* **What to do**: Find every line in the records below that contains the word "tower", and copy each of those lines in full.

+ + + + +

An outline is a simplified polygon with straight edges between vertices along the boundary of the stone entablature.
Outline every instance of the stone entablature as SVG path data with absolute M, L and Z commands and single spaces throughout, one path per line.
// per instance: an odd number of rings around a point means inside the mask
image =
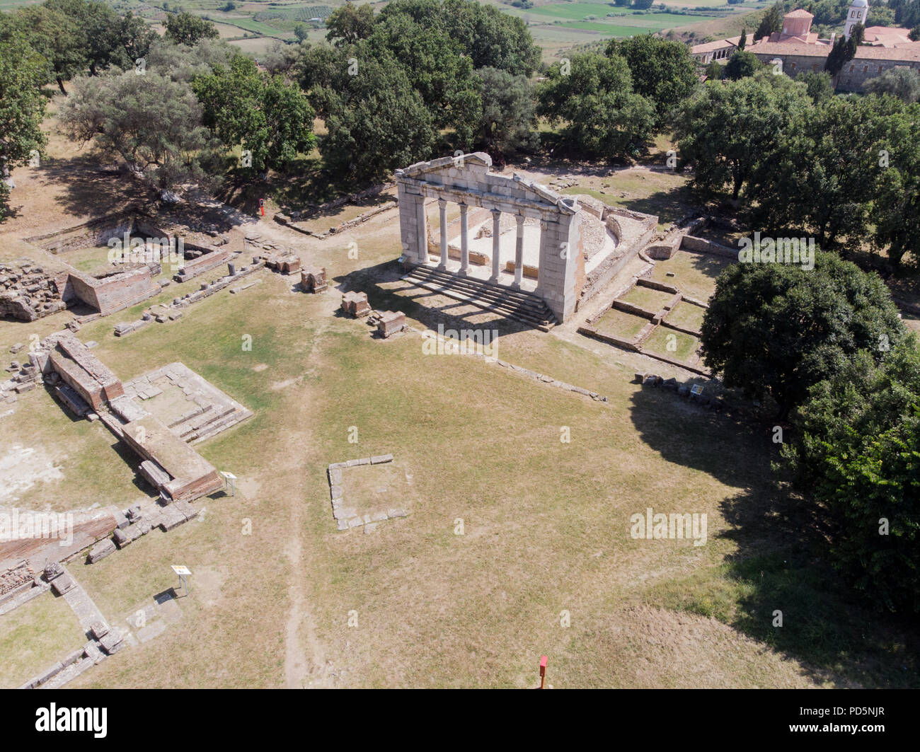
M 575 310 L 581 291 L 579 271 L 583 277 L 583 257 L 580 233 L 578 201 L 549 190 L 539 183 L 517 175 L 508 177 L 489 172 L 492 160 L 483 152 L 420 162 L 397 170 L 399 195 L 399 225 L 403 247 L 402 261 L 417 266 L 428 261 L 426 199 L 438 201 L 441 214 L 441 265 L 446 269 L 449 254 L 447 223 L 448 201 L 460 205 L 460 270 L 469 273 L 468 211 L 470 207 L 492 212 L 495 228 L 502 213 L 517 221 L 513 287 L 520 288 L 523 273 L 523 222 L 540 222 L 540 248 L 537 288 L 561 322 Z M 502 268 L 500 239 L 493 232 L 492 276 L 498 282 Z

+ + + + +

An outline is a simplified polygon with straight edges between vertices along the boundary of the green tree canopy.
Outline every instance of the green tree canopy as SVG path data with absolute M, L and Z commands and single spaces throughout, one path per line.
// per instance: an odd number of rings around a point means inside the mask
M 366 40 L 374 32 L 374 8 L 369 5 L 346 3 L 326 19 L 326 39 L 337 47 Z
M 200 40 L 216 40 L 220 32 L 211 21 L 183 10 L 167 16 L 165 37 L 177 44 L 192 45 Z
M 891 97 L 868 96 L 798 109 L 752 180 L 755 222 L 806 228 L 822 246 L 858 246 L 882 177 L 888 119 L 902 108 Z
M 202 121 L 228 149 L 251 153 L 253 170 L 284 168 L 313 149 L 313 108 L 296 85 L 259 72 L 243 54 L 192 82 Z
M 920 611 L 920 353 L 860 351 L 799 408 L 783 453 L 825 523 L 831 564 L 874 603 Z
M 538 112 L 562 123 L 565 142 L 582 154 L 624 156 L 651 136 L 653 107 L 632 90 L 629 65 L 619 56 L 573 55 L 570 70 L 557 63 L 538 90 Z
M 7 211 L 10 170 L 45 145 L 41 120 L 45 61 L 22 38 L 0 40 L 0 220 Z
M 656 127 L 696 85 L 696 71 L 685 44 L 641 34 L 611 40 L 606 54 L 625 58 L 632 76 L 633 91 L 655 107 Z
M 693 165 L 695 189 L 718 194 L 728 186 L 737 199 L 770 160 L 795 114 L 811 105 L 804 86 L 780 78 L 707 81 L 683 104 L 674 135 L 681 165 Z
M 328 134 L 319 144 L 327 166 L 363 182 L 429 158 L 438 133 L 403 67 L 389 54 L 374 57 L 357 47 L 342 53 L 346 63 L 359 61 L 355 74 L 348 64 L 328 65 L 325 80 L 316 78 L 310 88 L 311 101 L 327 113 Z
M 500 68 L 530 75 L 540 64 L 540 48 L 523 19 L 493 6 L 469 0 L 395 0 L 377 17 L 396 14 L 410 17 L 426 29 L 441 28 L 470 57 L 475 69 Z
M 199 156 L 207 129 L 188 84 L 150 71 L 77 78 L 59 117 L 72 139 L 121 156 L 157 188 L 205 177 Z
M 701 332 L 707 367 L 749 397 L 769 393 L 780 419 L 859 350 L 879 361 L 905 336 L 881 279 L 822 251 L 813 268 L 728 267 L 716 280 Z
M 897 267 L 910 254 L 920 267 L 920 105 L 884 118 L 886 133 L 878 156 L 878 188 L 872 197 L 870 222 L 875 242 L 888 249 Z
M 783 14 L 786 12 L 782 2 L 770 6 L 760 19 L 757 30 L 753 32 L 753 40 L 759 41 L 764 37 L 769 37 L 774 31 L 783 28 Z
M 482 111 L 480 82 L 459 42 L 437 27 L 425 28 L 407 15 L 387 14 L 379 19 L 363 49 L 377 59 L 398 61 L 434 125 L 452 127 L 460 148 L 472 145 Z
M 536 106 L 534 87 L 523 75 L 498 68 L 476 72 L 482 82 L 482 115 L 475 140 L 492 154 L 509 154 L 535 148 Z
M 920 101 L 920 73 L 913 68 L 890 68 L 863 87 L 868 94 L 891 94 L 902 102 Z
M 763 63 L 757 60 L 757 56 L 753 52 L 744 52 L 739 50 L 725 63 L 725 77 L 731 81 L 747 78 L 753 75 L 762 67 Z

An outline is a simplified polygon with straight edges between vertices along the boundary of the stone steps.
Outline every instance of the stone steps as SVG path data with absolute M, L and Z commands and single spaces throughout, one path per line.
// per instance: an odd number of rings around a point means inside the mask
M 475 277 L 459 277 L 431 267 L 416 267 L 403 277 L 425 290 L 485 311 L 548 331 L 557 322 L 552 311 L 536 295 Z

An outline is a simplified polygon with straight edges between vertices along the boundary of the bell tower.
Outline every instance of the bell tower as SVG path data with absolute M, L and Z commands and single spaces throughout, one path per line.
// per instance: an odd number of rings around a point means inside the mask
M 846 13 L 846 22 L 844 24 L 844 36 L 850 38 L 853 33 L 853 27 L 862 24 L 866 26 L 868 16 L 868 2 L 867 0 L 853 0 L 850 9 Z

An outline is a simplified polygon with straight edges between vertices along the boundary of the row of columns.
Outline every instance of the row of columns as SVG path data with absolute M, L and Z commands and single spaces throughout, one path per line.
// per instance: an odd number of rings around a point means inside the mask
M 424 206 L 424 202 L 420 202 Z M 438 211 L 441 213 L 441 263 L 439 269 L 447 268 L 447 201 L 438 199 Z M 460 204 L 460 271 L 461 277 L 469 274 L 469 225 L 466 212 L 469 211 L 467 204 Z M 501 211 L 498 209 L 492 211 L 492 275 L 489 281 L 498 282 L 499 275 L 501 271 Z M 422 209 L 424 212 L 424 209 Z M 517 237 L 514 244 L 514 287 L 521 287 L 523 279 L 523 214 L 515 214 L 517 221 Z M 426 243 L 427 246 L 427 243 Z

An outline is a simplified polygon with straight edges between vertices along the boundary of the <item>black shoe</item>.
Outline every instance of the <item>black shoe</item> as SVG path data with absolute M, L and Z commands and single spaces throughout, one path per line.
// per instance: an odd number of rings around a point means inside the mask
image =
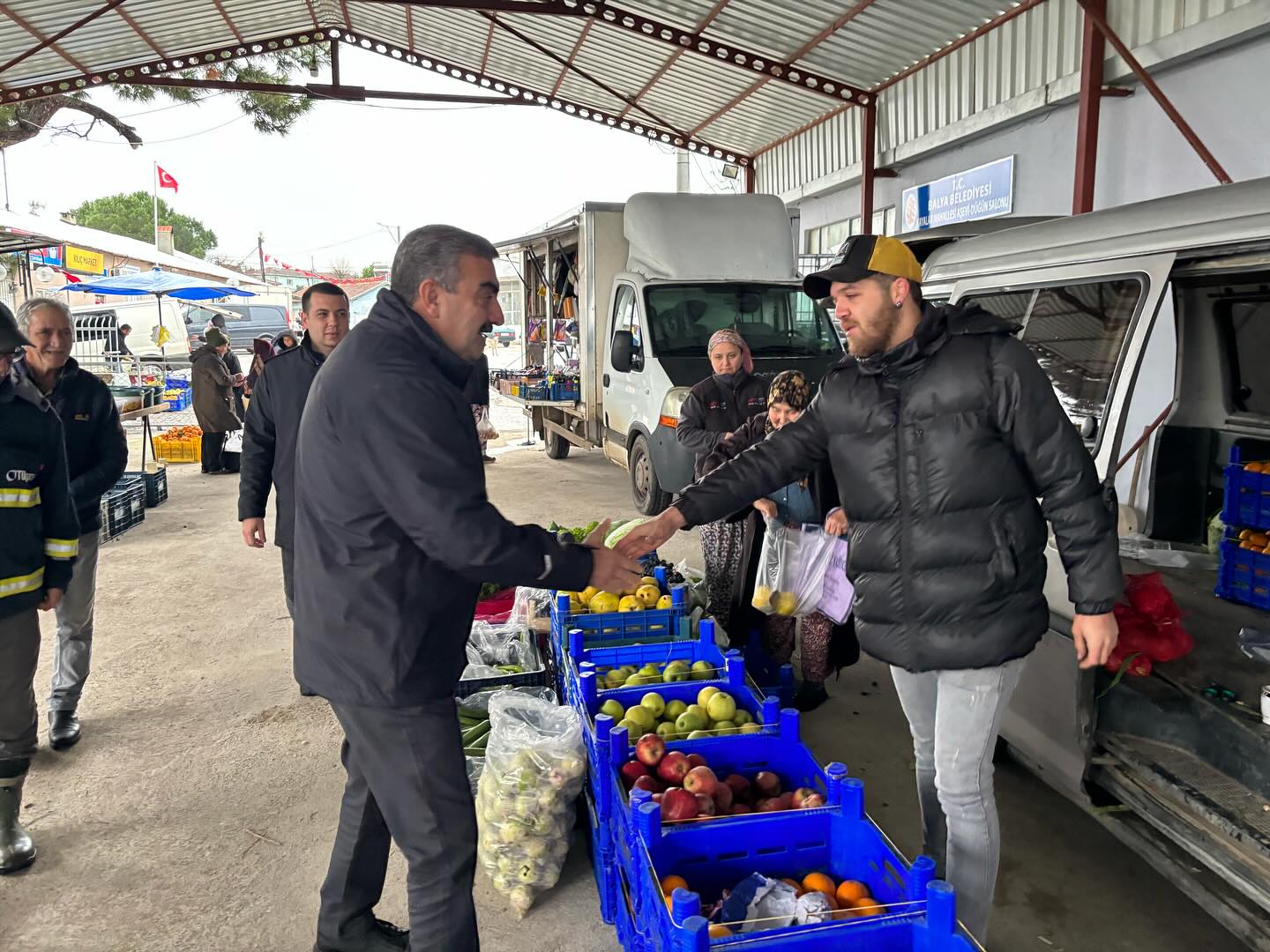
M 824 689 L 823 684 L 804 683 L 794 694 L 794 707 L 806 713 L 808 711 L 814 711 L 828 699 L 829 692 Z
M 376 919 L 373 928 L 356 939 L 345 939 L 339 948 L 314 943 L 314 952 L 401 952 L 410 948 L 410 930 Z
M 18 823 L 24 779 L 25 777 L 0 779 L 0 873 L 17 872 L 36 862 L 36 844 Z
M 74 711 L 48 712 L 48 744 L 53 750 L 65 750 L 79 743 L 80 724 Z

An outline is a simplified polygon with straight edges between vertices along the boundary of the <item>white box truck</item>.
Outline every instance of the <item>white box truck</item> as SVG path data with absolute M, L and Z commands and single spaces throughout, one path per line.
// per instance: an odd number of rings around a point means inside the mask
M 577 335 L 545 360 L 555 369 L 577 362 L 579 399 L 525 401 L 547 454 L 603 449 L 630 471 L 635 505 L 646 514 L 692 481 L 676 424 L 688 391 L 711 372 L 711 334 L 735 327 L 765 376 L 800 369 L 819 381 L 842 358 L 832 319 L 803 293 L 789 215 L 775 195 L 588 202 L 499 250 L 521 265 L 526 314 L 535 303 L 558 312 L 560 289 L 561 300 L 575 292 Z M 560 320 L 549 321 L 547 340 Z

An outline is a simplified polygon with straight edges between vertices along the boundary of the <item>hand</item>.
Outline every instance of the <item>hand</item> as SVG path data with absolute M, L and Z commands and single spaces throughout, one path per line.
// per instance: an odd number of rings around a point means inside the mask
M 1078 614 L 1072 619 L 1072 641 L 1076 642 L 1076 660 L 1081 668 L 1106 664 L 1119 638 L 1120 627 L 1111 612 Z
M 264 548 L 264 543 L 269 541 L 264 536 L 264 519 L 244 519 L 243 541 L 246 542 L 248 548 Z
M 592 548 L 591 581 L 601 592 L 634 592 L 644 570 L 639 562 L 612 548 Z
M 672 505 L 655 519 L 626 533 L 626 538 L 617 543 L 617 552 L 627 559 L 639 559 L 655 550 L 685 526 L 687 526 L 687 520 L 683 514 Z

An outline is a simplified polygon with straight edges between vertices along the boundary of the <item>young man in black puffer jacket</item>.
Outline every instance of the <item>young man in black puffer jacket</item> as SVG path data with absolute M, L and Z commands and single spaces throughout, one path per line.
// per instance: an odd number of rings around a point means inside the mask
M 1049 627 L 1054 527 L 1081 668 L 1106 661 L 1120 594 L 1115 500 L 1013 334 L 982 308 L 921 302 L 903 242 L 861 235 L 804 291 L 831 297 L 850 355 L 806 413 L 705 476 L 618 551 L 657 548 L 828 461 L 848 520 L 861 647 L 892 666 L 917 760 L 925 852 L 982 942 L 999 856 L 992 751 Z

+ + + + +

* **Solution for this problem**:
An outline is a simplified polygon with straight edges between vertices along the boundary of the bell tower.
Outline every instance of the bell tower as SVG path data with absolute M, L and Z commands and single spaces throughout, one path per line.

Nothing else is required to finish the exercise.